/---
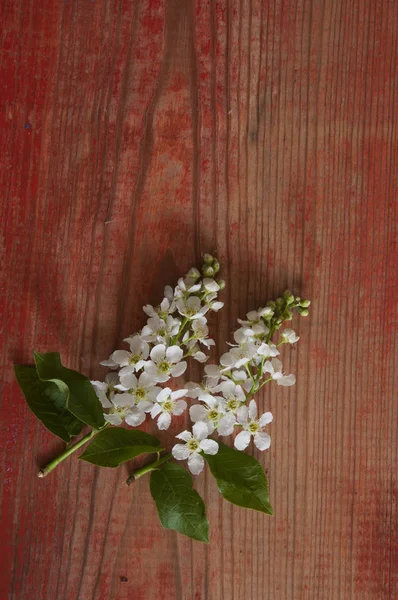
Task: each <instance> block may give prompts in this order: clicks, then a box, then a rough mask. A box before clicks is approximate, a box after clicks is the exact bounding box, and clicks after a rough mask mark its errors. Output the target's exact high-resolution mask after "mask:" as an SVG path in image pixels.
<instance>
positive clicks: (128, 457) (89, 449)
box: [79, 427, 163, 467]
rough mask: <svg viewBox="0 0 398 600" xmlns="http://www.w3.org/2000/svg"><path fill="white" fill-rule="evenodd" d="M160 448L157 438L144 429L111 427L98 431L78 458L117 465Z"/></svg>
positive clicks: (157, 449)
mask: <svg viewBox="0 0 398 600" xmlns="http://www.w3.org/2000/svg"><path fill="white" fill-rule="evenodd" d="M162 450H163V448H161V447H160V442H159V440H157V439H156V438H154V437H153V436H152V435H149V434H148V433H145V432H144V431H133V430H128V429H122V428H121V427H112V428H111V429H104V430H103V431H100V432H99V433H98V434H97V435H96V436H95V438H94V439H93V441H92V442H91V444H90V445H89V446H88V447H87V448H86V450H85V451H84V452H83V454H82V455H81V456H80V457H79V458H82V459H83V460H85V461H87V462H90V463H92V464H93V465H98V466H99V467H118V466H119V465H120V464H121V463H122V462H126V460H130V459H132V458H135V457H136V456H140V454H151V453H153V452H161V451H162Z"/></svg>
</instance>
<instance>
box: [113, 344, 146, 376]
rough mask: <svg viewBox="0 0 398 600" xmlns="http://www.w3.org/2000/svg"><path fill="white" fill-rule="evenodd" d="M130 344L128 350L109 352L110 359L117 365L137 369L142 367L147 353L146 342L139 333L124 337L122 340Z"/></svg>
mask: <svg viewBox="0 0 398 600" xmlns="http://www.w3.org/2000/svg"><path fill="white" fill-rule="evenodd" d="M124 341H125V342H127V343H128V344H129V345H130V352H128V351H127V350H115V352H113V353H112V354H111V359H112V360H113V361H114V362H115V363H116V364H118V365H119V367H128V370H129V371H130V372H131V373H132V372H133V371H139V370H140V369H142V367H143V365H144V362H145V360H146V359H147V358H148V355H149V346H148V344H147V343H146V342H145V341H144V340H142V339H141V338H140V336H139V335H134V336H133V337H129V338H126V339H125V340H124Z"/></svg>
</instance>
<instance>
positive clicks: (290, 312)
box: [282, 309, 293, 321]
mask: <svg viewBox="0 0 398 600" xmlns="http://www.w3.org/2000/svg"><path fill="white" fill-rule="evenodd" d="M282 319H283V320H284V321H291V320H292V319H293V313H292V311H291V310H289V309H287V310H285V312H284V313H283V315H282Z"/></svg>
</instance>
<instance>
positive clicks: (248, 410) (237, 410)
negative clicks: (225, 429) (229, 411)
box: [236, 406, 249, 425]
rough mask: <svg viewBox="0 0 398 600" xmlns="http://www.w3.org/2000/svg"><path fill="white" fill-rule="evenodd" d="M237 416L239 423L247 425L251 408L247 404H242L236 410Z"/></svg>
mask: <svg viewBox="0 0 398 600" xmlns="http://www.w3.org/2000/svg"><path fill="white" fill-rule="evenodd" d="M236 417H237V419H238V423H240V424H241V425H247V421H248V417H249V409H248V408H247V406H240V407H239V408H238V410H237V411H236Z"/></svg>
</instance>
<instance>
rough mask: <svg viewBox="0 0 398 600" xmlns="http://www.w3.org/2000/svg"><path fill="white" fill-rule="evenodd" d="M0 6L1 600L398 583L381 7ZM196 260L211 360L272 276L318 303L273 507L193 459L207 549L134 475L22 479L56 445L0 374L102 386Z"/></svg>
\---
/---
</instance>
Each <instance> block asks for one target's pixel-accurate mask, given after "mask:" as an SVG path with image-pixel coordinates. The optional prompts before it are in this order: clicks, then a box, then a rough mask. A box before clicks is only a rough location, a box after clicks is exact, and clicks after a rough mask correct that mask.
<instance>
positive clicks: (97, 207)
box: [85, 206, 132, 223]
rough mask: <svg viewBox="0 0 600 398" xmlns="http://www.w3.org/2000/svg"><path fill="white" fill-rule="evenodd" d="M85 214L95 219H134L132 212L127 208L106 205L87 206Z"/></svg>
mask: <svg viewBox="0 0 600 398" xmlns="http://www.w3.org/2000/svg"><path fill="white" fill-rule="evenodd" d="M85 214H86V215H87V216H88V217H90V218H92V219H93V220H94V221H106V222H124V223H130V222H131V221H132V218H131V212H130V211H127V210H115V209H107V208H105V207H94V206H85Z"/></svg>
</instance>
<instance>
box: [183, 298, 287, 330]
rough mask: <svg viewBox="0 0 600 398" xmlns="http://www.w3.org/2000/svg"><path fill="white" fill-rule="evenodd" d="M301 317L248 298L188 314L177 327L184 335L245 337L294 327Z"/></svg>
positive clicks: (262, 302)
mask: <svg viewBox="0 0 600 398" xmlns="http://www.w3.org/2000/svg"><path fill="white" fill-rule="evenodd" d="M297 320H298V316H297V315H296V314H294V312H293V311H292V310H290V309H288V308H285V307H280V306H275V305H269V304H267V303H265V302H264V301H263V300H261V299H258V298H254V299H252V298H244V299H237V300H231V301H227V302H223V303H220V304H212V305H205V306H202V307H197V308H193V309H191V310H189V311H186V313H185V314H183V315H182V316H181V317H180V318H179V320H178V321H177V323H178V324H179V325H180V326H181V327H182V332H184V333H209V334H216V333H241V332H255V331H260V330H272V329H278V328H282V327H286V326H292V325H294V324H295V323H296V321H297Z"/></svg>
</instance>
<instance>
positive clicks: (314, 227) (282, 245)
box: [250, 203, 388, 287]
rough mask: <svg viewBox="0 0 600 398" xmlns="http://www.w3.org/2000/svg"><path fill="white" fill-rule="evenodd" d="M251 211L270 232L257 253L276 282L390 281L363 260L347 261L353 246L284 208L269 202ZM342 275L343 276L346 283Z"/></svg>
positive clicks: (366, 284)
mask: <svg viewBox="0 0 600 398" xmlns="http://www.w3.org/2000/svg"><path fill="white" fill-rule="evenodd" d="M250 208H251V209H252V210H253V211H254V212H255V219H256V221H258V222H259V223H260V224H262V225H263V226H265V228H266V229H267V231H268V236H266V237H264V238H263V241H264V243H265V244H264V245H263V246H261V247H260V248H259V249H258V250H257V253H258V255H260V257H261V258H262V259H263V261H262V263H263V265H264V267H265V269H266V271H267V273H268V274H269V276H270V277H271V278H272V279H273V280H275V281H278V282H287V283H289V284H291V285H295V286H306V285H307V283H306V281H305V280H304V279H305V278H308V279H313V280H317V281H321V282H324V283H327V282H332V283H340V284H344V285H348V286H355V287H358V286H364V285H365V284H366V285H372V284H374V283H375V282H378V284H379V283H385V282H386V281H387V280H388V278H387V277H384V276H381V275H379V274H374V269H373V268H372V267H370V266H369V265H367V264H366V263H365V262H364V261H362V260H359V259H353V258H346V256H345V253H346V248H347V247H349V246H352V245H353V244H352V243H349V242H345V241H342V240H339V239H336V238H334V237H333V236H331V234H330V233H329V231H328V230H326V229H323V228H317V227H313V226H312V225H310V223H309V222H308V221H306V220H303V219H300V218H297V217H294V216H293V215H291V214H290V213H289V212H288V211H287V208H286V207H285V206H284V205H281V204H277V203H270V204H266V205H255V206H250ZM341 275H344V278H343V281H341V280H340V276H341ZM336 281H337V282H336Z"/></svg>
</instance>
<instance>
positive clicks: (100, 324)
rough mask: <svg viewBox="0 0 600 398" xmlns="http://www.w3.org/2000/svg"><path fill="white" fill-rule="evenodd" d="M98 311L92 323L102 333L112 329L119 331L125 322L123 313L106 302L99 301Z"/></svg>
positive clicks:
\---
WHAT YOU NEED TO DO
Please extract each line of the material above that contains the string "after", copying every such line in full.

RESULT OF THE EXERCISE
Task: each <instance> block may give prompts in this order: clicks, then a box, then a rough mask. A box before clicks is approximate, a box after clicks is the exact bounding box, and clicks after a rough mask mark its errors. Output the target's exact high-resolution mask after "mask:" as an SVG path in image pixels.
Each <instance> block asks for one target's pixel-accurate mask, given after "mask:" as an SVG path with image-pixel coordinates. The optional prompts before it are in this order: clicks, then a box, then a rough mask. A box before clicks is only a rough location, a box after clicks is exact, and clicks after a rough mask correct that mask.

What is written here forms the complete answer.